Count how many of the lines below contain the word "parked". Reply with only that number.
--- START OF Records shown ---
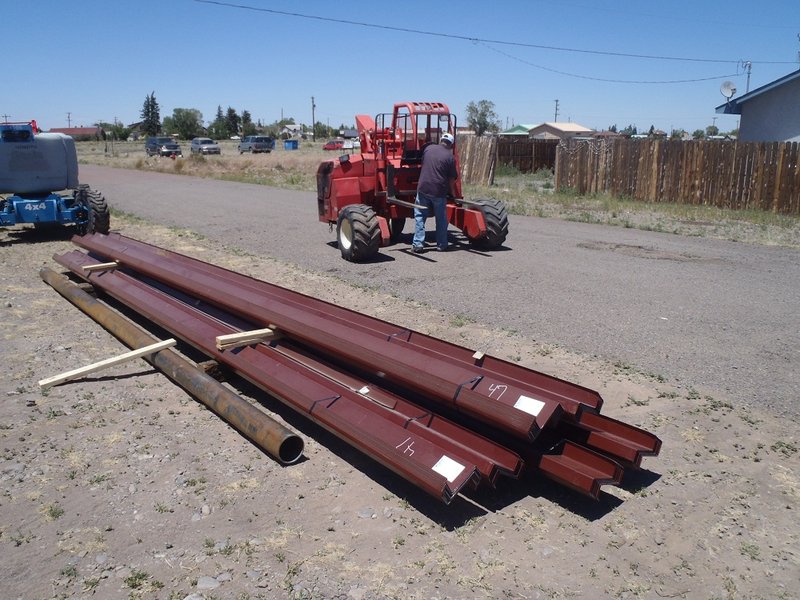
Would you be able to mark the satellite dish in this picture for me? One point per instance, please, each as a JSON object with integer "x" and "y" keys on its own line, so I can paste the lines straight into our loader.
{"x": 727, "y": 89}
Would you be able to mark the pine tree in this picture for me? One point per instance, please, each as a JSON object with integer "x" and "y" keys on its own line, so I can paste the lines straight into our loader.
{"x": 151, "y": 117}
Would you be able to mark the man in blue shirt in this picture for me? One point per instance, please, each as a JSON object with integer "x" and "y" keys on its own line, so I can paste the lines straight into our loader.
{"x": 437, "y": 180}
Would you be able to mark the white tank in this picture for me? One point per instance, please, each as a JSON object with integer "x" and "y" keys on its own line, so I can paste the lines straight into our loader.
{"x": 47, "y": 164}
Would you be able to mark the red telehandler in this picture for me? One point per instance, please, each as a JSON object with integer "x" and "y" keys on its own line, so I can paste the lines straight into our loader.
{"x": 368, "y": 196}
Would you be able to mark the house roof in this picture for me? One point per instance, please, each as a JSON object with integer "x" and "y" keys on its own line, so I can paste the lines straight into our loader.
{"x": 734, "y": 106}
{"x": 568, "y": 127}
{"x": 521, "y": 129}
{"x": 77, "y": 130}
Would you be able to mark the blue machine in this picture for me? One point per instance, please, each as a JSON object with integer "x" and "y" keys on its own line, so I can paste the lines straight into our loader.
{"x": 39, "y": 182}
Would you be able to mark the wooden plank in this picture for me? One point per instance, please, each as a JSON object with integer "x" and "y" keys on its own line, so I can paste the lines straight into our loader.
{"x": 100, "y": 267}
{"x": 103, "y": 364}
{"x": 244, "y": 338}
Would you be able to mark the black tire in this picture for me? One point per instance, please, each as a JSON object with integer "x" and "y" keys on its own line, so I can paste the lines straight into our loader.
{"x": 98, "y": 217}
{"x": 396, "y": 229}
{"x": 358, "y": 233}
{"x": 496, "y": 218}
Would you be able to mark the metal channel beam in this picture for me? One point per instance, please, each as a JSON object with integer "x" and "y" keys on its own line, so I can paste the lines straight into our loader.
{"x": 572, "y": 397}
{"x": 491, "y": 459}
{"x": 580, "y": 469}
{"x": 462, "y": 388}
{"x": 621, "y": 440}
{"x": 434, "y": 469}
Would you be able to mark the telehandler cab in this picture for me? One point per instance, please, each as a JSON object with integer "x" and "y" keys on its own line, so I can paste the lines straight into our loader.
{"x": 368, "y": 196}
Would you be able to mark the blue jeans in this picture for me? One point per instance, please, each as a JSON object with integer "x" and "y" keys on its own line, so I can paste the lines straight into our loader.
{"x": 438, "y": 207}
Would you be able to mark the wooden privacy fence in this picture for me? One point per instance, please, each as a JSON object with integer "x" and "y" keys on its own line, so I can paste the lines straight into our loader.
{"x": 727, "y": 174}
{"x": 477, "y": 156}
{"x": 527, "y": 155}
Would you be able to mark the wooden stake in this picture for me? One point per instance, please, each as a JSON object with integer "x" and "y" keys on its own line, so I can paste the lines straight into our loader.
{"x": 74, "y": 374}
{"x": 101, "y": 267}
{"x": 244, "y": 338}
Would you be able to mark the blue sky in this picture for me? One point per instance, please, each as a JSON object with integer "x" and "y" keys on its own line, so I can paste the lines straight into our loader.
{"x": 97, "y": 60}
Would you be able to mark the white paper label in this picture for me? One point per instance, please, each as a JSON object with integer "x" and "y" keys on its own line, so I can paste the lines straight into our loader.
{"x": 448, "y": 468}
{"x": 532, "y": 406}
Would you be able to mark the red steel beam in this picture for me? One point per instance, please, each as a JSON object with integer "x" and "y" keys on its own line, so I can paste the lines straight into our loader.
{"x": 574, "y": 464}
{"x": 580, "y": 469}
{"x": 622, "y": 440}
{"x": 463, "y": 388}
{"x": 440, "y": 471}
{"x": 572, "y": 397}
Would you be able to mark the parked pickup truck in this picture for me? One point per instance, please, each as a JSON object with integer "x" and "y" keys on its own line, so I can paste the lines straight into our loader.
{"x": 256, "y": 143}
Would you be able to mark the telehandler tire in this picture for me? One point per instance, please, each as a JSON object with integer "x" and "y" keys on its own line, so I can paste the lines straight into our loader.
{"x": 496, "y": 217}
{"x": 358, "y": 233}
{"x": 396, "y": 229}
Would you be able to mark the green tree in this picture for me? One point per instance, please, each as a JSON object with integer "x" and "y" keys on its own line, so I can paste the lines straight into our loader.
{"x": 218, "y": 128}
{"x": 151, "y": 117}
{"x": 482, "y": 118}
{"x": 247, "y": 124}
{"x": 116, "y": 131}
{"x": 232, "y": 121}
{"x": 186, "y": 122}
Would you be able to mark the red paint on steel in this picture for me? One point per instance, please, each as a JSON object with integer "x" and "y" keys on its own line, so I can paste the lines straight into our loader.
{"x": 572, "y": 397}
{"x": 461, "y": 387}
{"x": 627, "y": 442}
{"x": 439, "y": 468}
{"x": 580, "y": 469}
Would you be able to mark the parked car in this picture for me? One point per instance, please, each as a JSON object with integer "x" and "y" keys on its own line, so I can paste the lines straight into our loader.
{"x": 162, "y": 146}
{"x": 333, "y": 145}
{"x": 256, "y": 143}
{"x": 204, "y": 146}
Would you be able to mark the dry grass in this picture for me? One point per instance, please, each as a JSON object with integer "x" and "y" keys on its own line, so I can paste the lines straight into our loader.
{"x": 524, "y": 194}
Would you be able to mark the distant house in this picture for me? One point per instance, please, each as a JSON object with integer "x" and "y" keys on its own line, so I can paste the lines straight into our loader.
{"x": 770, "y": 113}
{"x": 520, "y": 129}
{"x": 606, "y": 135}
{"x": 559, "y": 131}
{"x": 549, "y": 131}
{"x": 81, "y": 134}
{"x": 291, "y": 131}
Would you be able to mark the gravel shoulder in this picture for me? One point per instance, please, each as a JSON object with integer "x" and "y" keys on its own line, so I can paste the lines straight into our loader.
{"x": 120, "y": 484}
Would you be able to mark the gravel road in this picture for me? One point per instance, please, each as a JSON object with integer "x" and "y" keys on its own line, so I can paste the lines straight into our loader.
{"x": 720, "y": 317}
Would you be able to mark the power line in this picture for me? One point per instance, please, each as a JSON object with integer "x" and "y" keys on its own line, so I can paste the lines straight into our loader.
{"x": 475, "y": 39}
{"x": 650, "y": 82}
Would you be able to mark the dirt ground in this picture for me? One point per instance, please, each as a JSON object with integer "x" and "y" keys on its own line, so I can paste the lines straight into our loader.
{"x": 121, "y": 485}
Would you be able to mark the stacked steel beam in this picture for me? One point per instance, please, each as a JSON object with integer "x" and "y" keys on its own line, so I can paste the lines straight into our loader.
{"x": 440, "y": 415}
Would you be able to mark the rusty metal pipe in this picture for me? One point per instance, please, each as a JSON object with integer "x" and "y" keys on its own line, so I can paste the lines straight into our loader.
{"x": 276, "y": 440}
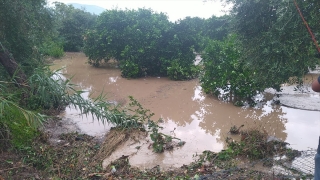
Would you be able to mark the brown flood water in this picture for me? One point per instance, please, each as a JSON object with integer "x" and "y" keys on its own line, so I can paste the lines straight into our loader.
{"x": 202, "y": 121}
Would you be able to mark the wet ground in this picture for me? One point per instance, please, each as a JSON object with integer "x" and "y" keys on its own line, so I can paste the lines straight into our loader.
{"x": 202, "y": 121}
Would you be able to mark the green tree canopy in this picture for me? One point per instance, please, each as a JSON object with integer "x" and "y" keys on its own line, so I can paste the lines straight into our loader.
{"x": 275, "y": 41}
{"x": 144, "y": 42}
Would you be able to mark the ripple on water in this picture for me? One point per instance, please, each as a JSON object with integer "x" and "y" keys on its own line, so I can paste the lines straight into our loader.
{"x": 202, "y": 121}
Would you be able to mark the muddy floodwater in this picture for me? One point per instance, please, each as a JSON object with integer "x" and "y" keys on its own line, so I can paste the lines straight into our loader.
{"x": 202, "y": 121}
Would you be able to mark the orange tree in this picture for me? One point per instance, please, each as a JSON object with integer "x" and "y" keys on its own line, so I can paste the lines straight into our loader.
{"x": 144, "y": 42}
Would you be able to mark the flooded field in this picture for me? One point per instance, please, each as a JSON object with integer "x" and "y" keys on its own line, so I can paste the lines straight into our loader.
{"x": 202, "y": 121}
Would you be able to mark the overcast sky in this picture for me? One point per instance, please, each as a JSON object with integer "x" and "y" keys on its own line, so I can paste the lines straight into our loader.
{"x": 175, "y": 9}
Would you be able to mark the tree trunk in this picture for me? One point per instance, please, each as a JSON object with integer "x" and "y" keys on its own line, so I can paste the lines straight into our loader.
{"x": 12, "y": 67}
{"x": 14, "y": 71}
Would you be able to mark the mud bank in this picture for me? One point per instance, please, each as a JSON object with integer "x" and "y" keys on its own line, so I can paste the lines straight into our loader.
{"x": 200, "y": 120}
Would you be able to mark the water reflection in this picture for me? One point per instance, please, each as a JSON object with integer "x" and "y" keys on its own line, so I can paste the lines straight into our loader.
{"x": 200, "y": 120}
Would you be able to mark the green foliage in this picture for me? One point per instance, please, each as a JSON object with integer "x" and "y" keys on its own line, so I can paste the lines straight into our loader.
{"x": 52, "y": 48}
{"x": 129, "y": 69}
{"x": 225, "y": 74}
{"x": 217, "y": 28}
{"x": 17, "y": 124}
{"x": 144, "y": 42}
{"x": 161, "y": 141}
{"x": 178, "y": 72}
{"x": 71, "y": 25}
{"x": 24, "y": 25}
{"x": 275, "y": 41}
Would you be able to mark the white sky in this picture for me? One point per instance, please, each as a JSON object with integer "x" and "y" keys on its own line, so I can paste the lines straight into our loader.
{"x": 175, "y": 9}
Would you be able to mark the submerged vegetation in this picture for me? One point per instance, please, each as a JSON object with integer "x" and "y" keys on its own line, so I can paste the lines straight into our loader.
{"x": 241, "y": 57}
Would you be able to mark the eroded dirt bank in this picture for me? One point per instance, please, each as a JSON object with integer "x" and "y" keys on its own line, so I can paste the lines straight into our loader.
{"x": 202, "y": 121}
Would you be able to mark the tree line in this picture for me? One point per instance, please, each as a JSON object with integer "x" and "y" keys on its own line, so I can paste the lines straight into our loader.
{"x": 260, "y": 44}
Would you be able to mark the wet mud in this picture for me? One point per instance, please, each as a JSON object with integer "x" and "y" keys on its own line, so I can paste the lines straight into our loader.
{"x": 200, "y": 120}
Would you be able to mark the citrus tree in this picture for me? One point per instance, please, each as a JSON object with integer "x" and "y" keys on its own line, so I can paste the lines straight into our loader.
{"x": 225, "y": 74}
{"x": 143, "y": 42}
{"x": 275, "y": 41}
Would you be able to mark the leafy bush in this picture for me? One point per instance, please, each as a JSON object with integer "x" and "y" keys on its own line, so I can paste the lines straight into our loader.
{"x": 18, "y": 126}
{"x": 178, "y": 72}
{"x": 53, "y": 49}
{"x": 143, "y": 41}
{"x": 129, "y": 69}
{"x": 225, "y": 74}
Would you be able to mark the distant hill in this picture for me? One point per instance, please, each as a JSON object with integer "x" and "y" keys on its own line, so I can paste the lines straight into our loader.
{"x": 89, "y": 8}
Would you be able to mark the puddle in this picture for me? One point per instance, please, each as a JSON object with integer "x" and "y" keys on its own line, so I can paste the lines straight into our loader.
{"x": 202, "y": 121}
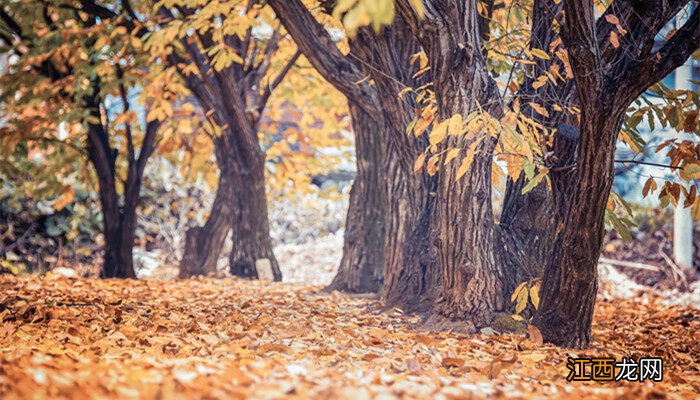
--- END OF Records shown ---
Exercise answer:
2